### [PROBLEM TO WORK ON]
Skip the pictures and extract all of the lines exactly as written.

### [THE RECORDS]
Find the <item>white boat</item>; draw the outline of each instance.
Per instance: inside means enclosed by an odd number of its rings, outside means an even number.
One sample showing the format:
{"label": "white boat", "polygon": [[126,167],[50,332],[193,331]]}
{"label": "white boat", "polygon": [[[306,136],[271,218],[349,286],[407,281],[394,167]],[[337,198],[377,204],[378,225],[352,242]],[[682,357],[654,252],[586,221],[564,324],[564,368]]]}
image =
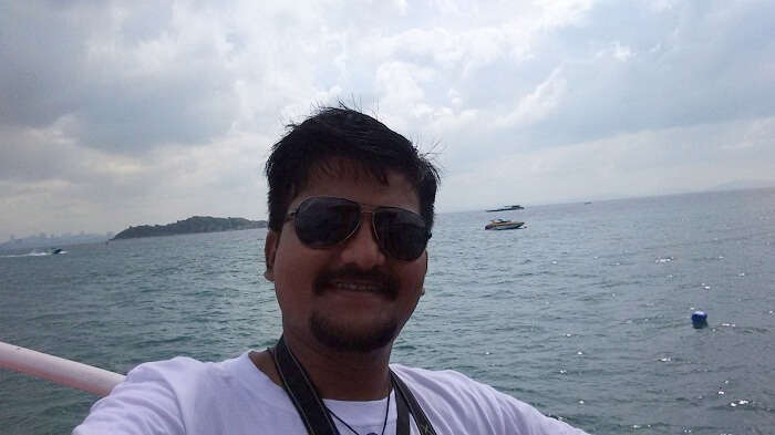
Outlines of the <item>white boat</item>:
{"label": "white boat", "polygon": [[485,225],[485,229],[502,230],[502,229],[519,229],[525,222],[515,222],[514,220],[494,219]]}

### [FINISHED TASK]
Find the <item>white boat</item>; draw the outline of each instance.
Per instance: inside means enclosed by an odd number of its rings, outside means an even number.
One sample showing the format:
{"label": "white boat", "polygon": [[126,167],[50,332],[193,331]]}
{"label": "white boat", "polygon": [[[306,136],[271,218],[349,286],[407,281],[394,167]],[[337,198],[377,204],[378,225],[352,242]],[[682,357],[654,252],[586,221],[564,324],[564,368]]]}
image =
Outlines of the <item>white boat</item>:
{"label": "white boat", "polygon": [[485,225],[485,229],[502,230],[502,229],[519,229],[525,222],[515,222],[514,220],[494,219]]}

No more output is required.